Listing.
★ ★ ★ ★
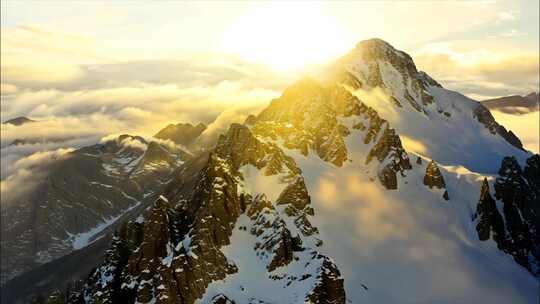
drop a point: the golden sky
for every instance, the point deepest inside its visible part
(138, 65)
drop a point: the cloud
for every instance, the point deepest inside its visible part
(26, 173)
(513, 33)
(507, 16)
(480, 69)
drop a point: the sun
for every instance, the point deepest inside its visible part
(286, 36)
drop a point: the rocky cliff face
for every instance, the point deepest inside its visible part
(243, 222)
(82, 194)
(518, 192)
(174, 252)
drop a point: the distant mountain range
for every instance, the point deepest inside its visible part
(369, 183)
(514, 104)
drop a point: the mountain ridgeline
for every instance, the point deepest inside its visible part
(303, 202)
★ ★ ★ ★
Stated problem. In the entries above, find the line containing "drop a point: the cloud". Set down that line and every line after it through the last one, exactly and alone.

Exercise result.
drop a point: the cloud
for every instance, the point deepest inside its visible part
(26, 173)
(513, 33)
(507, 16)
(480, 69)
drop a point: the sun
for every instance, the point deepest inside its visible part
(286, 36)
drop a point: the rocky cliff face
for every instance, the point deepest inside its visible part
(243, 222)
(82, 194)
(518, 192)
(174, 252)
drop a point: the distant mountain range
for every instance, the point deepest inside its visible part
(369, 183)
(514, 104)
drop a point: the mountain ridgeline
for every instance, the point deepest inside its visible part
(303, 202)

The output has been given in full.